▶ _Exercise objective_:
Reproduce all the entries, matching the original word for word.

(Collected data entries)
-=-=-
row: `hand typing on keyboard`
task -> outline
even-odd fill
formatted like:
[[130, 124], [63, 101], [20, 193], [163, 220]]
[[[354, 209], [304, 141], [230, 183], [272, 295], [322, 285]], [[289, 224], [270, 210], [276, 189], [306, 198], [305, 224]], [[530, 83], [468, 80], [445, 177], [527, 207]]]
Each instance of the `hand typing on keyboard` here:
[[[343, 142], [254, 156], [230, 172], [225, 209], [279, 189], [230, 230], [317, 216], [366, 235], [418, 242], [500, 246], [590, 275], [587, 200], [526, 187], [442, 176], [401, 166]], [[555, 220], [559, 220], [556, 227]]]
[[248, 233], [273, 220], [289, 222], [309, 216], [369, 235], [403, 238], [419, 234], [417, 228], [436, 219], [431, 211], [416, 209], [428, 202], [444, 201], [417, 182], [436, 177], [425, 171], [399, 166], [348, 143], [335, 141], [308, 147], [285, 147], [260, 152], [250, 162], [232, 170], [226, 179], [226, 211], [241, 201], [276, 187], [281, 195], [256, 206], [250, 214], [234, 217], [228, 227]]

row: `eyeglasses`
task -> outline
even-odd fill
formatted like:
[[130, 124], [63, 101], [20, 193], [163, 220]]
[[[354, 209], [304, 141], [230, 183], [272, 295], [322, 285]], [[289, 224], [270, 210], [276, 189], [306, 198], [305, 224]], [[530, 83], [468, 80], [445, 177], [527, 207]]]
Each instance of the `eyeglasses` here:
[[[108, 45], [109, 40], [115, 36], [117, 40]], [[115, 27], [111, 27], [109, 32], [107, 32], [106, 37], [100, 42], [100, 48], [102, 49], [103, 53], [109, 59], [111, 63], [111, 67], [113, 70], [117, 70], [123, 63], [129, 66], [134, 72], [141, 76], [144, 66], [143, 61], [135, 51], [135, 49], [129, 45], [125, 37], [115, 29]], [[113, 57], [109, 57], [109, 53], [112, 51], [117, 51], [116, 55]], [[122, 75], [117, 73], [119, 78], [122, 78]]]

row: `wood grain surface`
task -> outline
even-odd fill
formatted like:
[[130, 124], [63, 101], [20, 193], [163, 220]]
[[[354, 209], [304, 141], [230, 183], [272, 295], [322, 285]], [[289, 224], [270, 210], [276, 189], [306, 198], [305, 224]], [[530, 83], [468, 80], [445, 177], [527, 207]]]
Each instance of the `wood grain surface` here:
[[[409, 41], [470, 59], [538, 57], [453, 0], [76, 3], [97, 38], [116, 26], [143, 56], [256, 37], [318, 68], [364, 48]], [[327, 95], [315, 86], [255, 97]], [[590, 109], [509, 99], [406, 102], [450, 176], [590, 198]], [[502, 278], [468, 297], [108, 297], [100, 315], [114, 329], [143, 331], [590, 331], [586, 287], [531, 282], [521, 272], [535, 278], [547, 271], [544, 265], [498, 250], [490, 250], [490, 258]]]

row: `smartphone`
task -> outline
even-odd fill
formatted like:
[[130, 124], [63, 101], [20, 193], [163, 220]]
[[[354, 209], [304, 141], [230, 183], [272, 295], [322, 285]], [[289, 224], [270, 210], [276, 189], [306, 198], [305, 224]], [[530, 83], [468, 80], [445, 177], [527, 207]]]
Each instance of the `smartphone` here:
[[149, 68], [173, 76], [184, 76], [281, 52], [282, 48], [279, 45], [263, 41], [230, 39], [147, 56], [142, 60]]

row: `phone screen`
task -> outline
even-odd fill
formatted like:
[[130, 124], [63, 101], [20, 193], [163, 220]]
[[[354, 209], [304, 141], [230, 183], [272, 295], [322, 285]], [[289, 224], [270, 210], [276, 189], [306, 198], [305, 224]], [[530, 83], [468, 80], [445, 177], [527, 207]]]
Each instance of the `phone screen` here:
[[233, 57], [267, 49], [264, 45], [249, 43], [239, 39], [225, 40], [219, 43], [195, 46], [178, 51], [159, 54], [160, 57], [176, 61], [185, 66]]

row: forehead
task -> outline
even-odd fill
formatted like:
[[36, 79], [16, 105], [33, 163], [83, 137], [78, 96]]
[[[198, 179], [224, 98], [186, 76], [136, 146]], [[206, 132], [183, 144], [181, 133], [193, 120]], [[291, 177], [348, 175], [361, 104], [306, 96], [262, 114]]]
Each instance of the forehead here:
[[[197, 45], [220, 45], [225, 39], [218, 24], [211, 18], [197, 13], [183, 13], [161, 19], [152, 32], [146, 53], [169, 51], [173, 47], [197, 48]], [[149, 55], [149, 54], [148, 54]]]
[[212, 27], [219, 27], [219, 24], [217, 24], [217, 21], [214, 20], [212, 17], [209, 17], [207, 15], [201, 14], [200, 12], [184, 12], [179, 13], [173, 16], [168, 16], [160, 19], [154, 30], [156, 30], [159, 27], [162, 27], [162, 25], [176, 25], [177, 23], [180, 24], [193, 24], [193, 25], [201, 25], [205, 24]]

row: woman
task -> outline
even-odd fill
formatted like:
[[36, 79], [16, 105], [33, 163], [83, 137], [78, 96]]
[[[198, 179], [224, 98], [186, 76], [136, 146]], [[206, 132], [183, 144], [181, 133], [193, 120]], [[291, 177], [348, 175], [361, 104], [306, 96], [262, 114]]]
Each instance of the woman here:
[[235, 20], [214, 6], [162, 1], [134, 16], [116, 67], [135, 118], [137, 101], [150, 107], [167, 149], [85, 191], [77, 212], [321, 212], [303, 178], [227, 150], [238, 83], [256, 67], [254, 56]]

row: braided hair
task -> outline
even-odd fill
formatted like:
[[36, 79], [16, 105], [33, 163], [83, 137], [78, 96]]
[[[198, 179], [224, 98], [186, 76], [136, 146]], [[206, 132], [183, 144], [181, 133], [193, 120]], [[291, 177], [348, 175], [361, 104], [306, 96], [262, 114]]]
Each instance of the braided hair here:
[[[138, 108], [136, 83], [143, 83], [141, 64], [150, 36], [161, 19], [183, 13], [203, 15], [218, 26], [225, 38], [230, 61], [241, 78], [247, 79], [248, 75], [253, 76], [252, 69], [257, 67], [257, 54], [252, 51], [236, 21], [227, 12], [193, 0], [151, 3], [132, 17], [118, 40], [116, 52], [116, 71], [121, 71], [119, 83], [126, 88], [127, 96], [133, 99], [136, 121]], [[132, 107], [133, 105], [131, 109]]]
-=-=-
▶ _Solution to the exercise_:
row: `hand typing on keyboard`
task -> outline
even-odd fill
formatted like:
[[130, 124], [63, 101], [20, 193], [163, 220]]
[[[354, 209], [304, 141], [230, 183], [272, 295], [322, 285]], [[289, 224], [270, 210], [276, 189], [306, 198], [305, 224]], [[530, 83], [468, 80], [445, 177], [527, 207]]]
Each instance of the `hand typing on keyboard` here:
[[[343, 142], [254, 156], [230, 172], [225, 209], [279, 189], [230, 230], [317, 216], [366, 235], [418, 242], [500, 246], [590, 275], [587, 200], [526, 187], [442, 176], [401, 166]], [[555, 220], [559, 220], [556, 227]]]
[[248, 233], [273, 220], [289, 222], [309, 216], [369, 235], [403, 238], [419, 234], [417, 228], [436, 219], [431, 211], [416, 209], [428, 202], [444, 201], [417, 182], [436, 177], [425, 171], [399, 166], [348, 143], [335, 141], [308, 147], [285, 147], [260, 152], [250, 162], [232, 170], [226, 179], [226, 211], [241, 201], [276, 187], [281, 195], [256, 206], [250, 214], [234, 217], [228, 227]]

row: `eyeglasses`
task -> outline
even-odd fill
formatted like:
[[130, 124], [63, 101], [20, 193], [163, 220]]
[[[354, 209], [304, 141], [230, 183], [272, 295], [322, 285]], [[289, 224], [270, 210], [276, 189], [306, 198], [305, 224]], [[530, 83], [468, 80], [445, 177], [527, 207]]]
Each instance of the `eyeglasses` here:
[[[108, 45], [109, 40], [115, 36], [117, 40]], [[115, 27], [111, 27], [109, 32], [107, 32], [106, 37], [100, 42], [100, 48], [102, 49], [103, 53], [109, 59], [111, 63], [111, 67], [113, 70], [117, 70], [123, 63], [129, 66], [134, 72], [141, 76], [144, 66], [143, 61], [135, 51], [135, 49], [129, 45], [125, 37], [115, 29]], [[113, 57], [109, 57], [109, 53], [112, 51], [117, 51], [116, 55]], [[122, 75], [117, 73], [119, 78], [122, 78]]]

row: `wood grain surface`
task -> outline
even-odd fill
formatted like:
[[130, 124], [63, 101], [20, 193], [163, 220]]
[[[354, 209], [304, 141], [230, 183], [272, 295], [322, 285]], [[289, 224], [270, 210], [276, 189], [306, 198], [305, 224]], [[530, 83], [468, 80], [445, 177], [527, 207]]]
Each instance of the `wood grain surface` here:
[[[409, 41], [470, 59], [538, 57], [453, 0], [76, 3], [97, 38], [116, 26], [143, 56], [256, 37], [318, 68], [364, 48]], [[327, 95], [315, 86], [255, 97]], [[590, 109], [509, 99], [406, 102], [450, 176], [590, 198]], [[502, 278], [468, 297], [108, 297], [100, 315], [114, 329], [143, 331], [590, 331], [586, 287], [531, 282], [521, 272], [535, 278], [547, 271], [544, 265], [498, 250], [490, 250], [490, 258]]]

row: `smartphone`
task -> outline
even-odd fill
formatted like:
[[130, 124], [63, 101], [20, 193], [163, 220]]
[[[354, 209], [304, 141], [230, 183], [272, 295], [322, 285]], [[289, 224], [270, 210], [276, 189], [306, 198], [305, 224]], [[530, 83], [468, 80], [445, 177], [527, 207]]]
Each instance of the `smartphone` here:
[[149, 68], [173, 76], [184, 76], [281, 52], [282, 48], [279, 45], [263, 41], [230, 39], [147, 56], [142, 60]]

row: `phone screen`
task -> outline
even-odd fill
formatted like:
[[130, 124], [63, 101], [20, 193], [163, 220]]
[[[354, 209], [304, 141], [230, 183], [272, 295], [322, 285]], [[289, 224], [270, 210], [276, 189], [306, 198], [305, 224]], [[530, 83], [468, 80], [445, 177], [527, 207]]]
Each instance of the `phone screen` here:
[[233, 57], [267, 49], [264, 45], [249, 43], [239, 39], [225, 40], [219, 43], [195, 46], [178, 51], [159, 54], [160, 57], [176, 61], [185, 66]]

row: forehead
task -> outline
even-odd fill
formatted like:
[[36, 79], [16, 105], [33, 163], [83, 137], [78, 96]]
[[[198, 179], [224, 98], [186, 76], [136, 146]], [[206, 132], [183, 144], [181, 133], [193, 120]], [[291, 177], [348, 175], [361, 104], [306, 96], [262, 114]]]
Each instance of the forehead here:
[[[197, 45], [220, 45], [225, 39], [218, 24], [211, 18], [197, 13], [183, 13], [161, 19], [152, 32], [146, 53], [169, 51], [173, 47], [197, 48]], [[149, 55], [149, 54], [148, 54]]]
[[212, 27], [219, 27], [219, 24], [217, 24], [217, 21], [214, 20], [212, 17], [209, 17], [207, 15], [201, 14], [200, 12], [184, 12], [179, 13], [173, 16], [168, 16], [160, 19], [154, 30], [156, 30], [159, 27], [162, 27], [162, 25], [176, 25], [177, 23], [180, 24], [193, 24], [193, 25], [201, 25], [205, 24]]

row: woman
task -> outline
even-odd fill
formatted like:
[[36, 79], [16, 105], [33, 163], [83, 137], [78, 96]]
[[[198, 179], [224, 98], [186, 76], [136, 146]], [[206, 132], [183, 144], [181, 133], [193, 120]], [[291, 177], [348, 175], [361, 104], [306, 96], [262, 114]]]
Each instance of the woman here:
[[235, 20], [214, 6], [162, 1], [134, 16], [116, 67], [135, 118], [137, 101], [150, 107], [167, 149], [85, 191], [77, 212], [321, 212], [303, 178], [227, 150], [238, 83], [256, 67], [254, 56]]

row: braided hair
task -> outline
even-odd fill
formatted like:
[[36, 79], [16, 105], [33, 163], [83, 137], [78, 96]]
[[[198, 179], [224, 98], [186, 76], [136, 146]], [[206, 132], [183, 144], [181, 133], [193, 120]], [[291, 177], [348, 175], [361, 104], [306, 96], [262, 114]]]
Each instance of the braided hair here:
[[[138, 108], [136, 83], [143, 83], [141, 64], [150, 36], [161, 19], [183, 13], [203, 15], [218, 26], [225, 38], [230, 61], [241, 78], [247, 79], [248, 75], [253, 76], [252, 69], [257, 67], [257, 54], [252, 51], [236, 21], [227, 12], [193, 0], [151, 3], [132, 17], [118, 40], [116, 52], [116, 71], [121, 71], [119, 83], [126, 88], [127, 96], [133, 99], [136, 121]], [[132, 107], [133, 105], [131, 109]]]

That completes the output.